Copy out every line of the data exactly.

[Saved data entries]
☆ ☆ ☆ ☆ ☆
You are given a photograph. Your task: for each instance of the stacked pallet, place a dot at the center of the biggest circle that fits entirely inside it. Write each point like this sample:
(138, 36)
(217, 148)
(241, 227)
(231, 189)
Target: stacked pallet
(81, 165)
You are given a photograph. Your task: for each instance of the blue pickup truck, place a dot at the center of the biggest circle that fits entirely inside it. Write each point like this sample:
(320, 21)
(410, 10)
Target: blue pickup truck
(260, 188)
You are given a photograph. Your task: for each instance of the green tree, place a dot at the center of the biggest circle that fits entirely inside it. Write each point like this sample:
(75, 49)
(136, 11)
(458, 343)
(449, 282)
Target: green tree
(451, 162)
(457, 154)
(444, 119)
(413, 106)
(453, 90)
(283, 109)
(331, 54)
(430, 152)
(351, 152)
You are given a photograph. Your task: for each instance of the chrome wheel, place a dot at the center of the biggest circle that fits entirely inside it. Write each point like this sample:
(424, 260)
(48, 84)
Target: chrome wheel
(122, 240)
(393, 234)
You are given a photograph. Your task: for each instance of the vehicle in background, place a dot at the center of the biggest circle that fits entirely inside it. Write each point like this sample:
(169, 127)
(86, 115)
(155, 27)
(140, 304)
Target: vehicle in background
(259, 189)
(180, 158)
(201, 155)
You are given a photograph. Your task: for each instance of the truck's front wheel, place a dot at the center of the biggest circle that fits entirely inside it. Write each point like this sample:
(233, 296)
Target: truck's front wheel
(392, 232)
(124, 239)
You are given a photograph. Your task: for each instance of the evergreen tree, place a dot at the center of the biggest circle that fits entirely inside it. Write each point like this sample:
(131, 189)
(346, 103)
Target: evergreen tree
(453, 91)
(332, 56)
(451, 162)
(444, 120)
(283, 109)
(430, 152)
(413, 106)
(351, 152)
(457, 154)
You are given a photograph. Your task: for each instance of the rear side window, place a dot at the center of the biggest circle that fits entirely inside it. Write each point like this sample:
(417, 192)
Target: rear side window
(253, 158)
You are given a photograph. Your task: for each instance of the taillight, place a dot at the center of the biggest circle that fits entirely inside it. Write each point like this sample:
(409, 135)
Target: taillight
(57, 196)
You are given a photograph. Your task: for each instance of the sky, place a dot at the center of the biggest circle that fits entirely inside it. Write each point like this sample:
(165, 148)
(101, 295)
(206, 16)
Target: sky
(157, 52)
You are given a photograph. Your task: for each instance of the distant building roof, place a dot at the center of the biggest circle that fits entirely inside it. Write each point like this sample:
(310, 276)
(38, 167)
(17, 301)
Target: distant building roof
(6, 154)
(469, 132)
☆ ☆ ☆ ☆ ☆
▶ _Answer_:
You are given a photograph. Your task: for each instance of the stacked pallet, place a dot at the center of the biggest circle that fits entirely inside it. Write each point like this sample:
(138, 36)
(217, 148)
(241, 227)
(231, 189)
Target: stacked pallet
(81, 165)
You are given a photograph. Your task: for each instance of the blue pickup truck, place a dot at the center of the biggest circle that fits entirely inside it. Write each point like this sample:
(320, 21)
(410, 10)
Target: blue pickup truck
(260, 188)
You are given a photograph. Your task: for each instance of the green tree, place a dot at the center of the biggest circle that fits entirely inside it. Write each point like this sample:
(75, 49)
(136, 11)
(458, 343)
(449, 282)
Target: green tree
(451, 162)
(457, 154)
(444, 119)
(413, 106)
(453, 90)
(283, 109)
(331, 54)
(430, 152)
(351, 152)
You are given a photograph. Your task: for each instance of the chrome wheel, place a dot at the center of the biggest circle that fits entirely inside it. Write each point like this sample:
(424, 260)
(48, 84)
Target: chrome wheel
(122, 240)
(393, 234)
You are given a photograph. Your task: for each instance of the vehicle in background, place a dot at the center of the biggest circle that fits entirely inside it. Write each point like this sample:
(169, 127)
(86, 115)
(155, 27)
(140, 304)
Target: vehicle in background
(259, 189)
(180, 158)
(201, 155)
You are given a photograph. Your task: for each instance of the truck's front wheel, place a dot at the center of the biggest circle that fits entirely inside it. Write each point like this sample:
(233, 296)
Target: truck's front wheel
(392, 232)
(124, 239)
You are given a photograph. Your task: for each instance of the evergreen tree, place a dot at the center of the biggest circle that fits entirely inside it. Write each point like this sample:
(131, 189)
(346, 103)
Target: evergreen tree
(453, 91)
(332, 56)
(451, 162)
(444, 120)
(283, 109)
(430, 152)
(413, 106)
(351, 152)
(457, 154)
You are given a photograph. Your task: for each instance of the rear side window, place a dot at the center of the biggest circle that fits entirely inside it. Write each point like this sample:
(417, 192)
Target: rear side window
(253, 158)
You are given a photograph. Your task: for each instance of the taillight, place a dot at the center of the biggest circle that fits entirely inside it. Write each point like this sample:
(409, 135)
Target: taillight
(57, 196)
You are given a photograph. Your task: for each instance of the sky, place a dot at the center of the biggest circle that fits entirely inside it. Write each point like this sample:
(165, 148)
(101, 295)
(206, 16)
Target: sky
(157, 52)
You are given a photograph. Your task: for each instance of the distant building roof, place a dot at the center of the biggest circle that fits entirely inside it. Write each point like this sample:
(310, 276)
(38, 167)
(17, 301)
Target: distant building roof
(6, 154)
(469, 132)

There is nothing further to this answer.